## Selected excerpt

** start **

Saturday, February 27, 2016

More Interesting than the Oscars 5: Heroines and Flops

 

"The word is, this just wasn't a good year for movies."

A friend and colleague of mine told me this a few months ago, when the Oscar campaign was building and no clear front-runner had emerged for insiders to get excited about. Things have changed a bit since then. Alejandro Iñárritu's The Revenant has grabbed the momentum, borne on amazing visuals and the highly publicized amount of pain everyone went through to make it. But from what I hear, a surprise upset from Spotlight or The Big Short wouldn't be so surprising—or, for that matter, so upsetting. Personally, from those options, I'd like to see it go to The Big Short. Manic comedy so rarely gets awarded, and manic comedy was both the ideal and not at all expected way of tackling subject matter like the financial crisis.

But his comment struck me, because I thought it was actually a rather solid for movies. For the first time in a while, the difficulty was whittling down my list of favorites.

For starters, 2015 was the year of the heroine. Even the year's most macho action movie (Mad Max: Fury Road) and its geekiest sci-fi thriller (Ex Machina) were not-so-subtle feminist allegories, in genres traditionally thought of as "for boys." And then hats must go off for Brie Larson, indomitable in trauma and rebirth in Room; for the lesbian lovers of Carol; for the haunted millennial girl of It Follows; for the trans sex workers of Tangerine; for the aging actress of Clouds of Sils Maria; for the harried wife competing with a memory in 45 Years; for the spunky, tomboy-ish Disney heroines of Inside Out and Tomorrowland; for Jennifer Lawrence's entrepreneur in Joy; for Amy Schumer's Trainwreck, which is most successful when it's making the least number of concessions; and for the young sisterhoods in The Wonders and the Best Foreign Film nominee Mustang.

However, it's worthwhile to note that "the year of the heroine" was not the same as "the year of the woman director." With only two exceptions, all the movies above were directed by men. The lack of women in the director's chair has become a social rallying point, and it's not an issue that can be laid exclusively at Hollywood's door. (Look at the lineups and history of, say, the Cannes Film Festival, and you won't find a much rosier picture). That deserves a longer post for another time. For now, suffice it to say that the most interesting characters of the year were women. The Academy doesn't have the best track record in recognizing truly interesting roles for actresses, but when Brie Larson wins this year for Room, as she's widely expected to, I'll be happy.

** end **

## Exercise goal
Write out the entire post on 2015 movies word for word. The records have no connection to the post on 2015 movies above.

## Data items
** start **

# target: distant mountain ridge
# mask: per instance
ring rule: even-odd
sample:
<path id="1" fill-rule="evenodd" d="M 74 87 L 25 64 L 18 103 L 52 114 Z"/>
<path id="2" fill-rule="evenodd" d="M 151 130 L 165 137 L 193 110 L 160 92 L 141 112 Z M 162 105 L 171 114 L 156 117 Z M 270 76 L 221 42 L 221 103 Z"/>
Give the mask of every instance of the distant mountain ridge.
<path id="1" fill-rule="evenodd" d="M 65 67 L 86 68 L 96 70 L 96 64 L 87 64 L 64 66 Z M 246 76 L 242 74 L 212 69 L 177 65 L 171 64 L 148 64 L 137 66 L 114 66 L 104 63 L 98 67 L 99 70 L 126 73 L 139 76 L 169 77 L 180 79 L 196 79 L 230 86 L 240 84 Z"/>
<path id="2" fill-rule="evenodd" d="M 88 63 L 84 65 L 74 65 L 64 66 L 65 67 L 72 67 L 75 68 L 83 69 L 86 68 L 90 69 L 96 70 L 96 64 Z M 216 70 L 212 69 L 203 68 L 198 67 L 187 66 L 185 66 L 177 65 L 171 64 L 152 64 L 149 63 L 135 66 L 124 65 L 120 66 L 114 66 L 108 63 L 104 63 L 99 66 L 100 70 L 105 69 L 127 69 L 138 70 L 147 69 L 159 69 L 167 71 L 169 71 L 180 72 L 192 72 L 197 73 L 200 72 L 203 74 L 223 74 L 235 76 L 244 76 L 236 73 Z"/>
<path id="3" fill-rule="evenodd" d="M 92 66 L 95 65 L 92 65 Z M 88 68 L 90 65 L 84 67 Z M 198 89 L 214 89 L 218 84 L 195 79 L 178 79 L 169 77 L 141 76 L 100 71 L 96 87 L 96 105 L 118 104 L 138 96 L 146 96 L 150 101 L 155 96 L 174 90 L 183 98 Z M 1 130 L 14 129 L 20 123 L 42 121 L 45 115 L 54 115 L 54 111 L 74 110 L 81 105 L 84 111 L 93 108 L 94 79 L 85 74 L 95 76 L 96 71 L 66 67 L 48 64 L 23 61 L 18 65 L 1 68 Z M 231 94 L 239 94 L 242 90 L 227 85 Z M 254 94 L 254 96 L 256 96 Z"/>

** end **

## Solution for this exercise
Saturday, February 27, 2016

More Interesting than the Oscars 5: Heroines and Flops

 

"The word is, this just wasn't a good year for movies."

A friend and colleague of mine told me this a few months ago, when the Oscar campaign was building and no clear front-runner had emerged for insiders to get excited about. Things have changed a bit since then. Alejandro Iñárritu's The Revenant has grabbed the momentum, borne on amazing visuals and the highly publicized amount of pain everyone went through to make it. But from what I hear, a surprise upset from Spotlight or The Big Short wouldn't be so surprising—or, for that matter, so upsetting. Personally, from those options, I'd like to see it go to The Big Short. Manic comedy so rarely gets awarded, and manic comedy was both the ideal and not at all expected way of tackling subject matter like the financial crisis.

But his comment struck me, because I thought it was actually a rather solid for movies. For the first time in a while, the difficulty was whittling down my list of favorites.

For starters, 2015 was the year of the heroine. Even the year's most macho action movie (Mad Max: Fury Road) and its geekiest sci-fi thriller (Ex Machina) were not-so-subtle feminist allegories, in genres traditionally thought of as "for boys." And then hats must go off for Brie Larson, indomitable in trauma and rebirth in Room; for the lesbian lovers of Carol; for the haunted millennial girl of It Follows; for the trans sex workers of Tangerine; for the aging actress of Clouds of Sils Maria; for the harried wife competing with a memory in 45 Years; for the spunky, tomboy-ish Disney heroines of Inside Out and Tomorrowland; for Jennifer Lawrence's entrepreneur in Joy; for Amy Schumer's Trainwreck, which is most successful when it's making the least number of concessions; and for the young sisterhoods in The Wonders and the Best Foreign Film nominee Mustang.

However, it's worthwhile to note that "the year of the heroine" was not the same as "the year of the woman director." With only two exceptions, all the movies above were directed by men. The lack of women in the director's chair has become a social rallying point, and it's not an issue that can be laid exclusively at Hollywood's door. (Look at the lineups and history of, say, the Cannes Film Festival, and you won't find a much rosier picture). That deserves a longer post for another time. For now, suffice it to say that the most interesting characters of the year were women. The Academy doesn't have the best track record in recognizing truly interesting roles for actresses, but when Brie Larson wins this year for Room, as she's widely expected to, I'll be happy.